_Source document_
Thursday platform mailbag

Q: Is the cycle over already?

It does feel that way, doesn’t it?

Crypto prices peaked on the very eve of Inauguration Day, which seems almost too perfect to be true — classic “buy the rumor, sell the news” behavior.

If that proves to be a cycle top, the Trump bump might go down in history as the last “crypto” bull market. 

That’s not to say that tokens won’t ever go up again, I’m sure they will.

But they might not ever go up all at the same time again.

Ancient TradFi wisdom has a saying: “It’s not a stock market, it’s a market of stocks.”

For traders, that’s a reminder that there’s always something to buy — even when the market is going down, some individual stocks or sectors will be going up.

For investors, it’s a reminder that most of us should be looking for durably great companies to invest in, not temporary cycles to trade.

Crypto traders and investors may have to start thinking similarly. 

My hopeful takeaway from prices peaking on Inauguration Eve is that the way to make money in crypto will become less about whether “crypto” is going up or down and more about which cryptos are going up or down.

Feelings are not facts, of course, so maybe we do go right back to the highs, and for no good reason. 

But I hope we don’t — I’d prefer it if the market forced us to think a little harder about what we own and why we own it.

Q: OK, but why are tokens going down?

Counterintuitively, I think it might be because crypto has revenue now.

“If you show revenue, people will ask how much,” Russ Hanneman famously warned, “and it will never be enough.”

Crypto tokens have started to show revenue, and relative to their market caps, it might not be enough.

“If you have no revenue you can say you’re pre-revenue,” the fictional VC advises. “Who’s worth the most? Companies that lose money.”

That clip from Silicon Valley is about a decade old now and no longer so representative of tech investing — these days, the companies that are worth the most are the companies that make money (a lot of it).

Crypto, which hasn’t traditionally worried much about making money, now seems headed in that same direction.

If so, the reason tokens are going down might be that they’re finally showing some revenue — and it's not quite enough relative to their market caps.

_Data segment_
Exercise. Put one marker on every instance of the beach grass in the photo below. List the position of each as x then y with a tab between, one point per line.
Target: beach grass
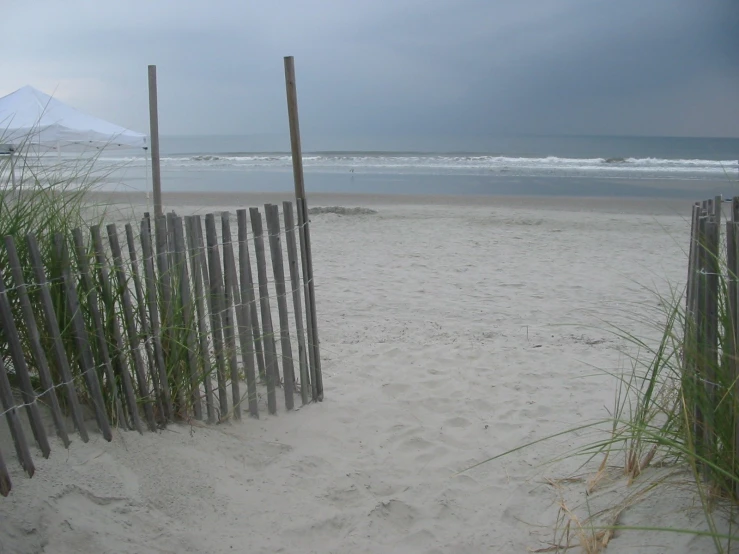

_Exercise directions_
Continue the crypto market mailbag from the point where its final sentence ends.

_Answer to this task_
This is good news, I think, although it might not feel like it just now.

The transition from a top-down market (where everything goes up just because it’s crypto) to a bottom-up market (where you have to know what you own) might be rocky for investors.

But we can’t stay pre-revenue forever.

Q: Are there too many layer-one tokens?

Probably, although I get why people keep buying them.

Smart contract blockchains are designed to be “platforms,” which investors love because they associate platforms with the Apple Store (30% take rate) or Facebook (100% take rate). 

By Bill Gates’ definition, however, a business can only be considered a platform if “the economic value of everybody that uses it [exceeds] the value of the company that creates it.” 

The biggest layer-one blockchains qualify because applications are already out-earning the blockchains that host them, as Blockworks’ Dan Smith details here.

But how many of these do we need? 

And how profitable will they really be?

Price action in Berachain’s native token, which launched this week, suggests investors think we have enough of them: BERA is the 61st largest layer-one token, as measured by market capitalization.

It’s easy to see why that may be at least one too many.

Part of the pitch for Uniswap’s new L1 chain, launched yesterday, is that 1) it’s designed to minimize MEV and 2) fees are 95% cheaper than Ethereum.

Fees and MEV are what give L1 tokens value (unless they can luck into a monetary premium), so if Unichain’s L1 had a token, traditional investment theory would suggest it shouldn’t have much value.

Uniswap applications, however, seem very valuable: Fees from Uniswap’s frontend interface and web wallet have now surpassed $100 million, according to Ryan Allis of Coinstack.

Even better, these applications appear to have pricing power, too: “Total interface fees collected grew by more than 740% since the protocol increased them from 0.15% to 0.25% in April, while cumulative trading volume grew by 80%,” Allis writes.

That seems like solid evidence in favor of the “fat app thesis” — the idea that crypto applications would collectively accrue more value than the platforms that host them.

It might also explain the dreadful price performance of recently launched layer-one tokens (with the notable exception of HYPE, which is more of an application). 

“The ‘L1 premium’ is no more,” Jordi Alexander concludes. “It finally got saturated with all the chains.”

I don’t think that’s literally true because there are still dozens of chains with minimal activity that have tokens valued at over $1 billion (unicorns are so common in crypto they’re more like donkeys). 

But recent price action suggests it’s at least directionally correct that L1s are losing some of their inexplicable premiums. 

It would be good if they lost more of it: Poor price action in L1 tokens, along with rising revenue for applications, should incentivize builders to build useful things on top of the blockchains that we already have so many of.

“You want premium?” Alexander adds. “Go build [something] that actually innovates and can get to sustainable revenue.”

The pre-revenue phase of crypto investing may be ending.

The post-revenue phase of knowing what you own, and why, is likely what comes next.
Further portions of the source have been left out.